▶ [TASK A] In the records, from the line holding "Phrase -- green foliage" through the end of the records, inclusive, replace "pin" with "marker" and give those lines again with nothing else changed. Leave the pictures out.

▶ [PASSAGE TO READ]
# # # # # # #

When an ABC News reporter approached Rudy Bongiorno outside his house following Madoff’s arrest, he angrily shouted, “Don’t come on my property.”

Investigators came to believe that Annette was involved in the illegal scheme from the beginning of her employment, between 1967 and 1968. In her effort to cut a deal with the government, she reportedly said that “the same things she was doing in 2008 she was doing in her first year with Madoff.” Only Ruth and his brother, Peter, were with Madoff longer than Annette.

Annette recruited Frank DiPascali, her next-door neighbor in the Italian working-class neighborhood of Howard Beach in Queens. According to investigators, DiPascali ultimately became even more important than Annette in the day-to-day running of the Madoff scheme. Former employees said DiPascali’s ascendancy led to friction with Annette, who resented losing some of her power to Frank.

“He was a pimple-faced kid, you know?” said Little Rick, who was there when DiPascali first started working at the company in 1975, as an assistant to the managing director. “He was self-made there. He was molded there, in other words.”

DiPascali worked his way up through Research and Option Trading. Titles did not mean much at the Madoff firm because they were given out on a random basis or often self selected, but according to a résumé DiPascali submitted in 2002 to a New Jersey school system whose board he sought to join, he was promoted to chief financial officer in 1996. Investigators say that DiPascali’s salary in the final years ranged between $2,250,000 and $3,000,000.

Former employees said that when Bernie came to the seventeenth floor, he would meet with Frank in one of the rooms that had the “Do Not Enter” and “Do Not Clean” signs on the door.

# # # # # # #

▶ [TASK B] Print the part of the Madoff passage between "Investigators came to" and "longer than Annette.", inclusive.

# # # # # # #

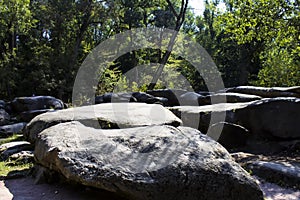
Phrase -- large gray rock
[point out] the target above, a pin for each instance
(114, 98)
(195, 99)
(267, 92)
(22, 104)
(4, 117)
(108, 115)
(278, 172)
(227, 98)
(155, 162)
(27, 116)
(11, 148)
(232, 137)
(171, 94)
(267, 118)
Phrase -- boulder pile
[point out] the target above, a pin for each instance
(159, 144)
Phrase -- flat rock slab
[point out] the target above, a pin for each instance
(11, 148)
(270, 117)
(106, 116)
(267, 92)
(154, 162)
(277, 172)
(8, 130)
(21, 104)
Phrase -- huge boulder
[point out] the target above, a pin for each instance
(171, 94)
(267, 92)
(227, 98)
(270, 118)
(106, 116)
(27, 116)
(114, 98)
(4, 117)
(8, 130)
(195, 99)
(22, 104)
(147, 163)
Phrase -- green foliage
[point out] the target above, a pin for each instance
(279, 69)
(273, 24)
(43, 43)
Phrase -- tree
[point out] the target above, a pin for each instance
(15, 21)
(274, 25)
(179, 21)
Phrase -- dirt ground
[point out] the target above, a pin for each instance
(25, 189)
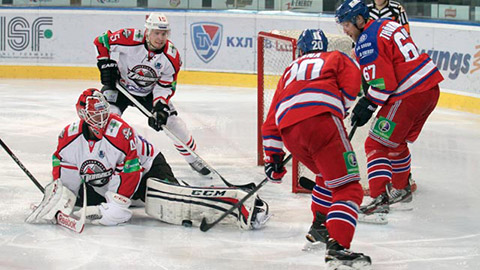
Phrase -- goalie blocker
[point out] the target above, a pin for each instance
(187, 205)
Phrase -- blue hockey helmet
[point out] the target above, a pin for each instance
(312, 40)
(350, 9)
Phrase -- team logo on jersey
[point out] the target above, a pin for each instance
(362, 38)
(94, 173)
(206, 39)
(351, 162)
(126, 33)
(142, 75)
(383, 127)
(127, 133)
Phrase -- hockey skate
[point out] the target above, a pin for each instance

# # # # # # #

▶ [RIGHT ANSWER A]
Phrase -- green foliage
[point out] the target above, a marker for each instance
(279, 69)
(273, 24)
(43, 43)
Phrase -- tree
[point out] the target above, a marker for each instance
(15, 21)
(274, 25)
(179, 21)
Phrase -- dirt ground
[point out] the target above, a marker for each instance
(25, 189)
Phrase -- goalie blocker
[point out] the target above, a marker for each instance
(187, 205)
Phrase -- blue hockey helmet
[point out] the target above, a marker for each instance
(312, 40)
(350, 9)
Phrase -- team logo on jersey
[point out] the target above, a marker for each instance
(362, 38)
(94, 173)
(206, 39)
(351, 162)
(126, 33)
(142, 75)
(383, 127)
(127, 133)
Phrase -- hockey skate
[point out] the target above, a marker for each instance

▶ [RIGHT ANSWER B]
Investigators came to believe that Annette was involved in the illegal scheme from the beginning of her employment, between 1967 and 1968. In her effort to cut a deal with the government, she reportedly said that “the same things she was doing in 2008 she was doing in her first year with Madoff.” Only Ruth and his brother, Peter, were with Madoff longer than Annette.